* Source document
---
Thursday, 30 December 2021


 One more calcium-deficient unit...slingers.  While the weapon distinguishes them as slingers, the lack of clothing or headwear can have them available for any ancients, or indeed a fantasy army, but they will constitute a skirmish unit for my Ancient British force.

I added a styrene belt and attached bags adapted from plastic WW2 model pouches.  Wire produces the corded slings.

For decorating the table,  a Celtic house, as seen in the background, built from a packing tape roll,  cone-shaped cereal card, some foam-core, and teddy-bear fur for the thatch.  

Now to go out a dig out the walkway of snow.

Monday, 27 December 2021


Nothing says the Holidays as much as bones. Going ‘caveman’ and gnawing on the thigh bones of the turkey is a particular favourite treat for me, so not surprising, during these Holidays, I am painting up bones, many bones.  Skeletons to put a fine point on it. 

My Romans “were getting lonely” so I decided to make an opposition for them. The spur was a box of plastic Celtic Chariots (formerly made by Wargames Factory).  I had sold the other part of that force to a wargamer friend who decided that the chariots were not compatible to the Victrix versions he had just picked up, so I was left with them. They sat for a while, but during the late summer, I had tried to make some plastic horses from melted sprues (*see note below) but as you can see from the photos they did not quite come out as I would have wanted…. However, they still had the shape of a horse and the rather ‘rough’ surface did look like decaying flesh. Skeletons in the making, as it were.  The original ponies are now set aside and these de-fleshing horses will transport the chariots driven by Ancient British skeletons. 

The reins are from the Victrix versions which were given as the wargaming buddy decided to do his in thread.  They were the perfect length, fit into the yoke fittings perfectly and had the hands attached so could be given the boney arms with ease.

I consider the whole collection less fantasy and very much a historical armed force…. well, OK, minus the flesh.
---
* Recorded information
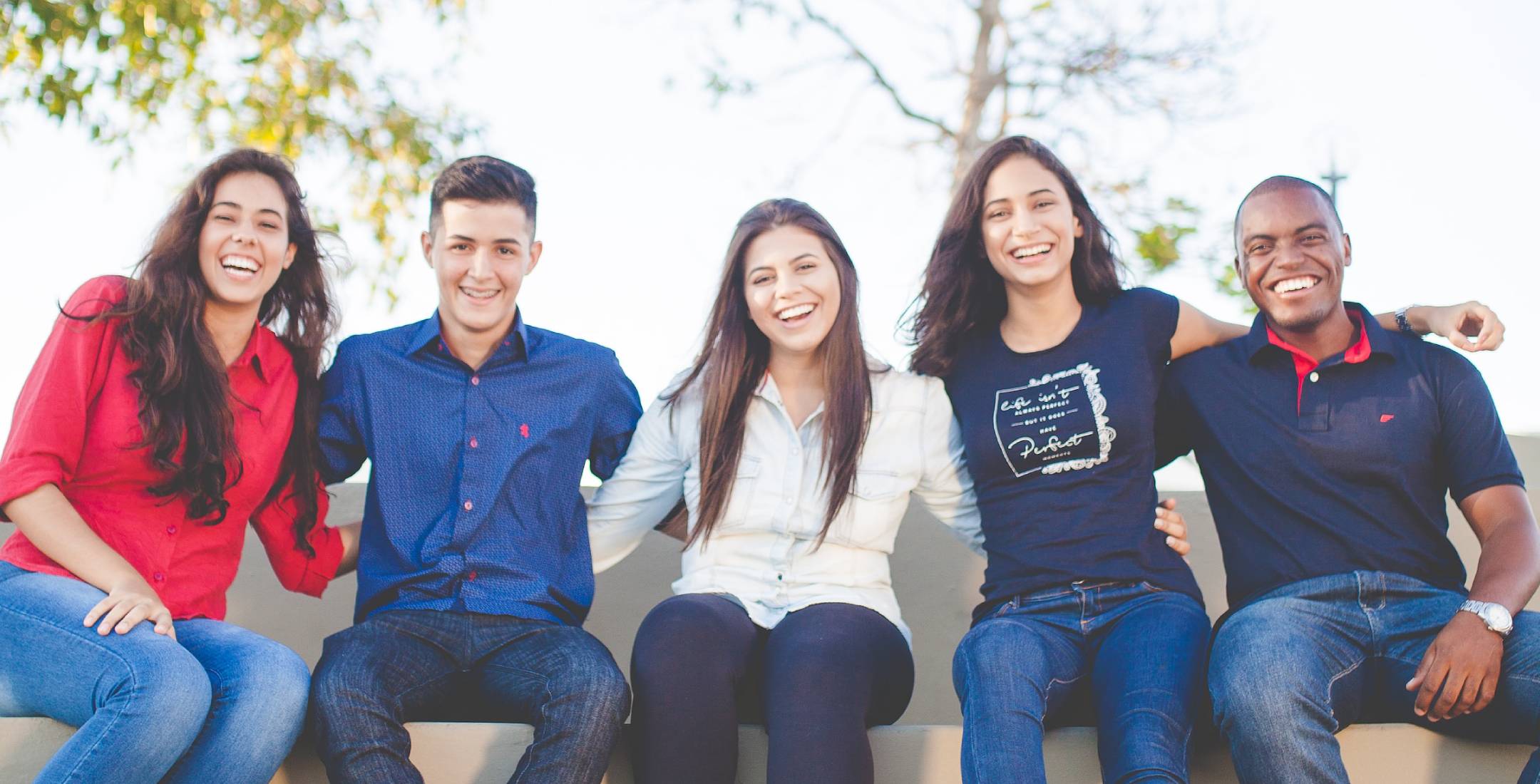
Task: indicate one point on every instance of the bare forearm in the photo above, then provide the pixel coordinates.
---
* Required work
A. In the hobby blog post about miniature armies, what was used to make the thatch on the Celtic house?
B. Write the next part of the hobby blog post about the skeleton chariot army, picking up right after its final sentence.

* Answers to the problems
A. Teddy-bear fur.

B.
Firstly I have bulked up the Roman force by adding an Auxilia unit.  I managed to find some faceless Roman helmets. Recent research suggests that Auxilia and Legionnaires were more closely equipped than once thought and it is offered that only the oval shield would be the major distinguishing feature.  But I did not have any oval shields laying about.  As I was pondering this, I noticed that I had not thrown away the bases cut away from the previous batch of skeletons used for the Romans placed on the flat ‘palace tiles’.  As seen from the following photo these former bases are of a perfect shape and size.  The newly repurposed pieces were quickly sanded down a bit flatter and received a new GS boss using a paint dropper bottle top as a mold.  It was surprisingly easy to do.  As these shields were, presumably lifted from the ground by their users and so would not be factory new, I did not worry overly about perfect copies.  

note the similarity of the shields to the bases of the figures!

The mold for the shield bosses

The other Roman unit created are archers.  These are helmet-less but do have a small shield which came in the box, along with the quivers (duly scraped smooth of any ‘fantasy decorations’!) and used strips of styrene for the belts to hang all the equipment upon.

note the two markers in the foreground for those units who have 'legged it' (these lower legs were not needed but I try to repurposed most plastic bits) 

Photos of the rest of the Roman force.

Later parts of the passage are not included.